** Text section **
****************
# Fenders for Race Bikes



## Poppadaddio (Apr 15, 2007)

It’s amazing how many roadies suddenly discover that fenders don’t work too well on an all-out race bike. No eyelets on the frame, and probably not even enough clearance between the tire and frame. Of course, the ultimate solution would be a commuter, touring, or even a cross bike that was built to accommodate fenders.
The SKS Raceblades work for me, but I see a lot of semi-permanent home-built solutions. One of the most popular uses this special bracket, that as far as I know, only comes from River City Biycles in Portland. Looks a lot like the brackets that hold light duty rear racks, but with a little different bend pattern.

Here’s the link: http://rivercitybicycles.com/product/reacharound-fender-brackets-737.htm


----------



## zriggle (Apr 16, 2008)

Get the CRUD Road racer fenders.

LINKY

Review, pics, etc:
http://road.cc/node/6849


----------



## Poppadaddio (Apr 15, 2007)

*Worth a look!*



zriggle said:


> Get the CRUD Road racer fenders.
> 
> LINKY
> 
> ...


What do they look like when installed on the bike? Is this just a rear wheel fender?


----------



## Poppadaddio (Apr 15, 2007)

*Will thy stand to have a "buddy flap" added?*



zriggle said:


> Get the CRUD Road racer fenders.
> 
> LINKY
> 
> ...


If the fender doesn't extend well down behind the rear wheel, then the rider behind you gets the same rooster tail as if there was no fender there at all.


----------



## rmsmith (Feb 15, 2007)
****************
Can you carry the race-bike fender thread on from where it stops? The lines that come next play no part in this.

** Dataset records **
****************
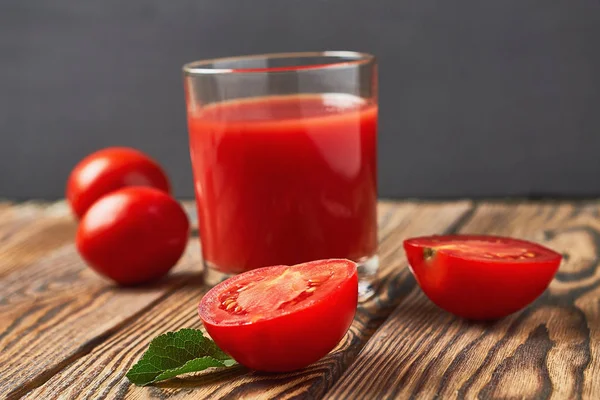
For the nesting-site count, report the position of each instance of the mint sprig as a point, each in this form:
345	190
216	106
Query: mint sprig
176	353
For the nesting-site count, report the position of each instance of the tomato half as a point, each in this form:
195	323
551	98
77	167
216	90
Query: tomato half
108	170
481	277
133	235
282	318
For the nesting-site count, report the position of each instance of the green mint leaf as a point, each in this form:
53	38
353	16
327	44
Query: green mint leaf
176	353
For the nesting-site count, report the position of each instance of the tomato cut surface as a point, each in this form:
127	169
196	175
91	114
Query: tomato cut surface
481	277
282	318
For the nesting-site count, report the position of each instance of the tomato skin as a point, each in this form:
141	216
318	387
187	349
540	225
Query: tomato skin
108	170
479	289
291	341
133	235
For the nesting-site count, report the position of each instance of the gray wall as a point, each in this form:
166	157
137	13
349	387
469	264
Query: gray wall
478	98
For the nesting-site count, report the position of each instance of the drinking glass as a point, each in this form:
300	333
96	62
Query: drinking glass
284	157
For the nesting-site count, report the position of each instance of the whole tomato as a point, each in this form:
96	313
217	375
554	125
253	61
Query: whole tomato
108	170
133	235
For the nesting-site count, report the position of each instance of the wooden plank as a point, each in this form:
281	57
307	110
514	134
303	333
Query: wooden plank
30	230
101	372
549	350
53	309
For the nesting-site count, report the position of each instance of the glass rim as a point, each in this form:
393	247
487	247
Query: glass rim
339	59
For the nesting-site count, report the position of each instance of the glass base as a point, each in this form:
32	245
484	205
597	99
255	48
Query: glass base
367	272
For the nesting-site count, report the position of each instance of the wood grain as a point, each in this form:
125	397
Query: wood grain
53	309
550	350
100	373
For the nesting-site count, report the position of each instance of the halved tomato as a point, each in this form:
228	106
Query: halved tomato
282	318
481	277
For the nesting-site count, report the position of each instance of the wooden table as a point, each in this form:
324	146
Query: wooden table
66	333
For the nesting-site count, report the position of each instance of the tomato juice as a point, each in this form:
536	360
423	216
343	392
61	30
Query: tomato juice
282	180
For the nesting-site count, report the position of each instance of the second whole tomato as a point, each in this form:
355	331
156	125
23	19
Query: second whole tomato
133	235
108	170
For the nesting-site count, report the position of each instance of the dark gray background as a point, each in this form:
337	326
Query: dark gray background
478	98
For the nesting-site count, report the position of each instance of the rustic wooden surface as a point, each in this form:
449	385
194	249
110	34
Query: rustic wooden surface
66	333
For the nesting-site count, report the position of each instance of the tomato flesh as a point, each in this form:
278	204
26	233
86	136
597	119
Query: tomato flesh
282	318
481	277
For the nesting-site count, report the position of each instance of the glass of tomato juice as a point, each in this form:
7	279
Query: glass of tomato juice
284	156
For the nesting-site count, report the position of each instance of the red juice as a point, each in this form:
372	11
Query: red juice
285	179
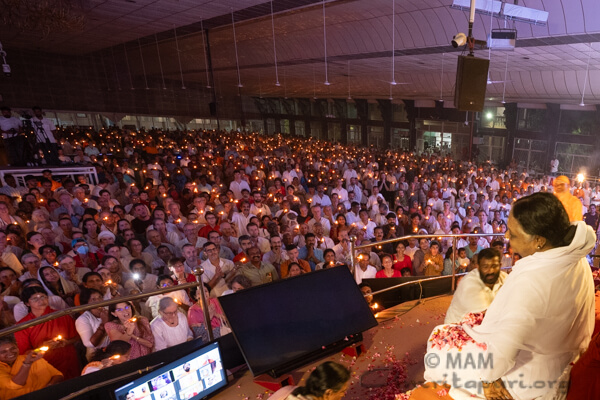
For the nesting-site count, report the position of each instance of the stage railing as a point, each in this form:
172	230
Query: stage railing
57	172
454	237
78	309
****************
** Task result **
*Did someone say fenders?*

I have Planet Bike Cascadia Touring fenders on both my bicycles seen here: Serotta Legend TR, Co-Motion Americano. We have lots of dust and grit up here in eastern Washington's Columbia Basin. The fenders keep the drivetrain and frame clean. I ride the Serotta Legend for fitness on several defined routes, and I ride the Co-Motion Americano on family outings and when seeking-out new unknown places since the 40-spoke wheels and 37-mm tires can handle a variety of road surfaces with ease.


----------



## frpax (Feb 13, 2010)

race bikes don't have fenders 

if you put fenders on them, then they're just bikes with racy geometry


----------



## Fogdweller (Mar 26, 2004)

*I'll second the CRUDS*

Very cool and made for bikes with tight clearance. probikekit.com sells them for around $40 delivered.


----------



## cpcritter (Sep 24, 2008)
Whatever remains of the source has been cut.